▸ **Problem to work on**
Which lines of the entries contain the string "below"? Please find them and copy them.

▸ **Referring expression data**
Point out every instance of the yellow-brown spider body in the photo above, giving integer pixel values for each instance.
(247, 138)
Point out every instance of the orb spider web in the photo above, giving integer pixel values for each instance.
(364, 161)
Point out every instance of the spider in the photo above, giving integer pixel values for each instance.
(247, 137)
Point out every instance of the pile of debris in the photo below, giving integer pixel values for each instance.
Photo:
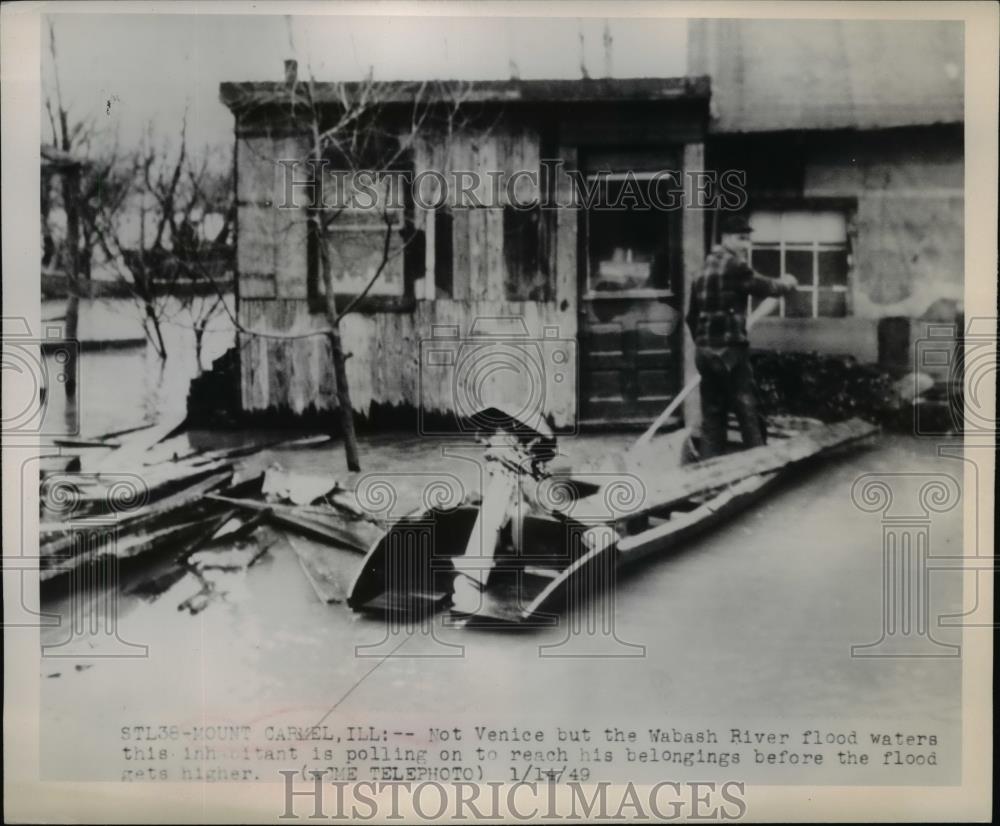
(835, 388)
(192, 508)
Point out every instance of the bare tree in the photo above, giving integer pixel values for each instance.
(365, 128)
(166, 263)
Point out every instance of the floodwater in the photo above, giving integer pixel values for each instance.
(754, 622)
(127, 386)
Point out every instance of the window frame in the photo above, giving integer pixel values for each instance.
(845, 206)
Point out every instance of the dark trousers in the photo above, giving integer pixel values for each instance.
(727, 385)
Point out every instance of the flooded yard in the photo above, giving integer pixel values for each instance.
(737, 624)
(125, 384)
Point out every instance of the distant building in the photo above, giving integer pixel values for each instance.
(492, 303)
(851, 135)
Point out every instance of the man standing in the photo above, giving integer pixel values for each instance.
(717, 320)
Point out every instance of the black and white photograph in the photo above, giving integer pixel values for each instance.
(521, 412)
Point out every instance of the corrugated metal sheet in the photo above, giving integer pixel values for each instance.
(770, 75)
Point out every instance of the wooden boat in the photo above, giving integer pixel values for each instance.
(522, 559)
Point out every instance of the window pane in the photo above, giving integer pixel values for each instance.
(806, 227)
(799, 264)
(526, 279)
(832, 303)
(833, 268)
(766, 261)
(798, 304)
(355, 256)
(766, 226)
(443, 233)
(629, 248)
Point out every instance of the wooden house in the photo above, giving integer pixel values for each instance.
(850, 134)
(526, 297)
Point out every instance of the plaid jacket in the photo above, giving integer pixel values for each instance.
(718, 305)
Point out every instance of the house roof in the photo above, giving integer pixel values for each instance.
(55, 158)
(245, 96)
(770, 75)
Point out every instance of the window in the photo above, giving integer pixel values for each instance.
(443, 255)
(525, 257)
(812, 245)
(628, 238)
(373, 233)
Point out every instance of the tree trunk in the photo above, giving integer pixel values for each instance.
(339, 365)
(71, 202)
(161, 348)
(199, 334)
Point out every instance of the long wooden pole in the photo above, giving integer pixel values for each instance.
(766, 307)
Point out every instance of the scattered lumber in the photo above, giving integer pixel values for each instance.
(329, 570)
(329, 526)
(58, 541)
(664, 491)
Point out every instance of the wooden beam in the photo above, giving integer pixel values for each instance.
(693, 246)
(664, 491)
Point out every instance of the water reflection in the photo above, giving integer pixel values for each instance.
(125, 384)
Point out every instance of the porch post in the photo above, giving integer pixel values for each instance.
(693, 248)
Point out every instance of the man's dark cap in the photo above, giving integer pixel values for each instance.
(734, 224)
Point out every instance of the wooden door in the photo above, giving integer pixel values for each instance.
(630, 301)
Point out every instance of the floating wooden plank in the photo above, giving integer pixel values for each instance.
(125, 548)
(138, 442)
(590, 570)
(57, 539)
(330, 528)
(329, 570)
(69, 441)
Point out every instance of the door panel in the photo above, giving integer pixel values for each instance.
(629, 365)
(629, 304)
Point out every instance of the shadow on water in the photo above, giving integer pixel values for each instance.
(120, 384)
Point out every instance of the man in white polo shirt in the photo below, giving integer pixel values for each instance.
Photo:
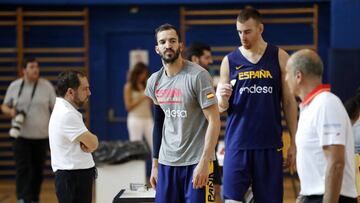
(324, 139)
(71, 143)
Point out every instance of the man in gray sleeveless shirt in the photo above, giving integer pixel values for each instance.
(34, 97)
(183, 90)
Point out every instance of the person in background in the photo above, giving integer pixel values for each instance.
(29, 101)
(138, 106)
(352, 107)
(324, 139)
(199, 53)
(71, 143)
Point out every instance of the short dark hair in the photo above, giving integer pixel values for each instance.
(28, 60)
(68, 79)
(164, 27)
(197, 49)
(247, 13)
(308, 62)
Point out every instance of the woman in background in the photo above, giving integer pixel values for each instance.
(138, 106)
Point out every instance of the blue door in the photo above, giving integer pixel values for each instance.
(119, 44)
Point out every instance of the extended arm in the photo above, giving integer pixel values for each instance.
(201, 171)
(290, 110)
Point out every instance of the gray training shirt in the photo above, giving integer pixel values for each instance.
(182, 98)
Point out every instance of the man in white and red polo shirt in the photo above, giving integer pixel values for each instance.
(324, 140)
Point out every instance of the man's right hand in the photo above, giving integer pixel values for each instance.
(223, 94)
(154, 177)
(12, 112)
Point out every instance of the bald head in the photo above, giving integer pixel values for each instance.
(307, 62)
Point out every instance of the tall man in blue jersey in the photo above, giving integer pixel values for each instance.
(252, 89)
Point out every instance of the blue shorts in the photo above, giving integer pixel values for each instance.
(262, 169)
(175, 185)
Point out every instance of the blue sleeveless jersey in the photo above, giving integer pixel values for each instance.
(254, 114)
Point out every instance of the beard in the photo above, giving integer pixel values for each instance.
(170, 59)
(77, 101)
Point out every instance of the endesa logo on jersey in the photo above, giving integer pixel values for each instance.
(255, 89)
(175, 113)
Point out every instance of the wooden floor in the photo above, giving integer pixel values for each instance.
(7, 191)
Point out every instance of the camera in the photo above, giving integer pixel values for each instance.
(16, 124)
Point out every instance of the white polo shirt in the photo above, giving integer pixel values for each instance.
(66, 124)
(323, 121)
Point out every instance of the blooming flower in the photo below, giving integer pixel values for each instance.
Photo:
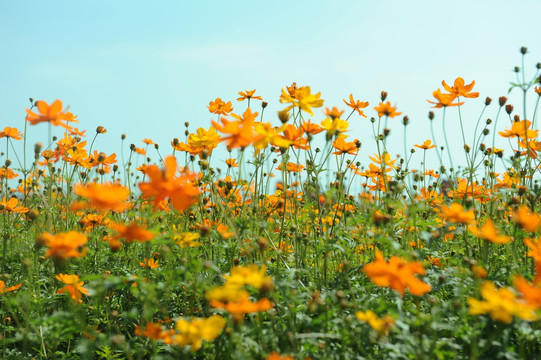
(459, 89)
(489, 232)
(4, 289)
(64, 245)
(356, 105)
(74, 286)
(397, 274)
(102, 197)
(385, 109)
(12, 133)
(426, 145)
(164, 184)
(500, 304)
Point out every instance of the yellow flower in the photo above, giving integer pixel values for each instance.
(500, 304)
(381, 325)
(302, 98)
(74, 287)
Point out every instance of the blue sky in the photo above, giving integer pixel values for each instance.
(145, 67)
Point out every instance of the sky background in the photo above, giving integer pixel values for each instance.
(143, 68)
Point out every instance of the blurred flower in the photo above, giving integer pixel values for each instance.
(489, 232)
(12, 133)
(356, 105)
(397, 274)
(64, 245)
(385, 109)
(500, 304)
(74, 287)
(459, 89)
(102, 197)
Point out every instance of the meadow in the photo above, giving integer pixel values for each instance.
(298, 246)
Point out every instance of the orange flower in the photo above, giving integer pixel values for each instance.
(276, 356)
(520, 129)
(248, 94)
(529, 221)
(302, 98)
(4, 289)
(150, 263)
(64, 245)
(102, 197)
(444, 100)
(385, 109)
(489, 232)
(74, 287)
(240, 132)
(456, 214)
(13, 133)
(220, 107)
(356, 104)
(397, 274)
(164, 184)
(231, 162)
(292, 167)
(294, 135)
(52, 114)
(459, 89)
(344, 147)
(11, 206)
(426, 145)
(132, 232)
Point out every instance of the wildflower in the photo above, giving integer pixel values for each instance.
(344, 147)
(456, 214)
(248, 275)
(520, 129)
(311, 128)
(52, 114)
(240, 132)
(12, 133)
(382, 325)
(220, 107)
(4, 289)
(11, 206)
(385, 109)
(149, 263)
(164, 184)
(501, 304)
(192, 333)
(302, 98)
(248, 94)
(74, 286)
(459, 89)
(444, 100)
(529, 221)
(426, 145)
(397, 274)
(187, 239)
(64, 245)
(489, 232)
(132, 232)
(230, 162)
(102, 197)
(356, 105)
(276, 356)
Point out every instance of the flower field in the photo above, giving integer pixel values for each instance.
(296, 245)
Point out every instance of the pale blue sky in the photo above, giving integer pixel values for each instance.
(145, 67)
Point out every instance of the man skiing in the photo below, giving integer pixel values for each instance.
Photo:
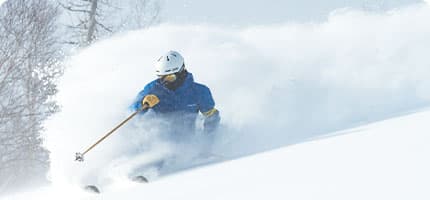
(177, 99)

▸ **Solved problem**
Point out every instance of the pile of debris in the photo below, giving integer pixel values for each instance.
Point out every instance of the man in white polo shirt in the photo below, giving integer pixel values for each instance.
Point out every instance of the blooming flower in the photo below, giving integer pixel values for each instance.
Point out every instance of the man skiing in the photo below, giving integer pixel values for each instance.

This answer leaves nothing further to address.